● Request 1
Answer these from the Lundy's Restaurant text:
(a) In what year was the restaurant founded, and by whom?
(b) How many patrons did it serve each year at its peak?
(c) Which architects designed the building?

● Source document
↓↓↓
Lundy's Restaurant, also known as Lundy Brothers Restaurant, was an American seafood restaurant in the Sheepshead Bay neighborhood of Brooklyn, New York City, along the bay of the same name. Lundy's was founded in 1926 by Irving Lundy as a restaurant on the waterfront of Sheepshead Bay; five years later, the original building was condemned to make way for a redevelopment of the bay. The present building opened in 1934 or 1935, and closed in 1979. Another restaurant operated in the Lundy's building from 1997 to early 2007, after which the building was converted into a shopping center.

Lundy's, the last of the many seafood restaurants that once lined Sheepshead Bay, was well known for its cuisine and was among the largest restaurants in the United States upon its completion, with between 2,400 and 2,800 seats. At its peak, Lundy's served a million patrons annually.

The building, designated by the New York City Landmarks Preservation Commission as an official city landmark, was designed by architects Bloch & Hesse in the Spanish Colonial Revival style. The building's distinguishing features include its multiple tiers of red-tile roofs, its leadlight windows, and decorative ironwork, a style of architecture that is used on few other buildings in the New York metropolitan area.
↑↑↑
● Request 2
Please return every line in the rows below that contains the word "woman".

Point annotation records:
↓↓↓
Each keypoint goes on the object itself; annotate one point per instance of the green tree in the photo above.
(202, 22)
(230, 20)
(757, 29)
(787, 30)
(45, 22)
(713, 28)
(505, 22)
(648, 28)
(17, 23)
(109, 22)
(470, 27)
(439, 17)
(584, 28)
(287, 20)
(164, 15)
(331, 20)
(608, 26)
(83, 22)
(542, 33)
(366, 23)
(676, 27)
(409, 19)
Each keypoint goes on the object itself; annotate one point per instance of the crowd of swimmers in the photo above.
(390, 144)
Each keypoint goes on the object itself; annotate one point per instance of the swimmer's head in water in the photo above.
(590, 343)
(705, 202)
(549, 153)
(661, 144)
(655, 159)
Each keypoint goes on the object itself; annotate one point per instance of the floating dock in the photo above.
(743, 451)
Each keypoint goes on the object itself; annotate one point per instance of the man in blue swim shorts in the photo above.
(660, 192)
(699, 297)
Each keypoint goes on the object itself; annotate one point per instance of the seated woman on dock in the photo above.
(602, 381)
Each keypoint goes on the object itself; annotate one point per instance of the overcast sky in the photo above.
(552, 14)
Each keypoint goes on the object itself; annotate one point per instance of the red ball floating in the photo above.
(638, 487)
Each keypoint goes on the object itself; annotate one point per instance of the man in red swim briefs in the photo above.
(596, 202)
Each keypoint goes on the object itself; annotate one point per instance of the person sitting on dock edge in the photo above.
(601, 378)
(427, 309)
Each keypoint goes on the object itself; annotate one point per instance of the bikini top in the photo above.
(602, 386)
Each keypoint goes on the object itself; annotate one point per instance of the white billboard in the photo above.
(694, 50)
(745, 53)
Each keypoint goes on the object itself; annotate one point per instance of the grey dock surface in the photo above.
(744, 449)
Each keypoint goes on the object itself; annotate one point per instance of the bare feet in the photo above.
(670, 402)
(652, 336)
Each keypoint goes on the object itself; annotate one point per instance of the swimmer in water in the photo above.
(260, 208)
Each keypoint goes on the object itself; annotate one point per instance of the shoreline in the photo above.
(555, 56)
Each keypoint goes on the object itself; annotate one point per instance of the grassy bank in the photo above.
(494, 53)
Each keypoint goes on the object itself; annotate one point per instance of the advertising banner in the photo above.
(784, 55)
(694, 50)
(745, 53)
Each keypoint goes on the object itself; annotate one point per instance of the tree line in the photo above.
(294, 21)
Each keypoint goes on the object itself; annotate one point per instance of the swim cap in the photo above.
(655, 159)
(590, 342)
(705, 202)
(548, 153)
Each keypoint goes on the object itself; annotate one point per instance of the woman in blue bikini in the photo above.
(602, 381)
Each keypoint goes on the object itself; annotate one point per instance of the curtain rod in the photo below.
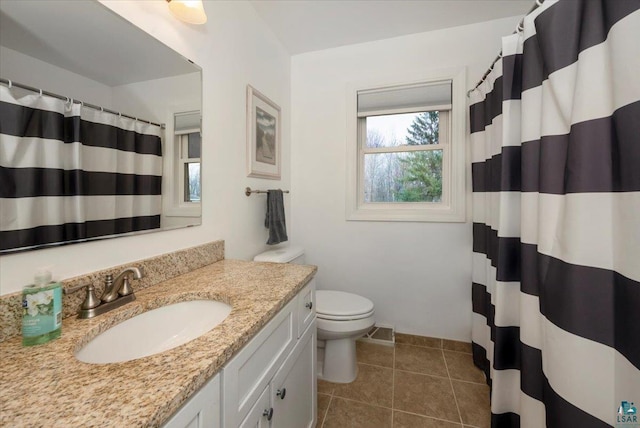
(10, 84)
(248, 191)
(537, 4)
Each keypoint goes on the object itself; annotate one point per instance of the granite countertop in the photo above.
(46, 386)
↑↑↑
● Correct response 1
(a) 1926, by Irving Lundy
(b) A million
(c) Bloch & Hesse

● Correct response 2
Each keypoint goes on the object itself; annotate one point per instance of the seated woman on dock in the photo above.
Each keypoint goes on the object itself; annotate one point per instance of the woman in blue bikini in the photo above.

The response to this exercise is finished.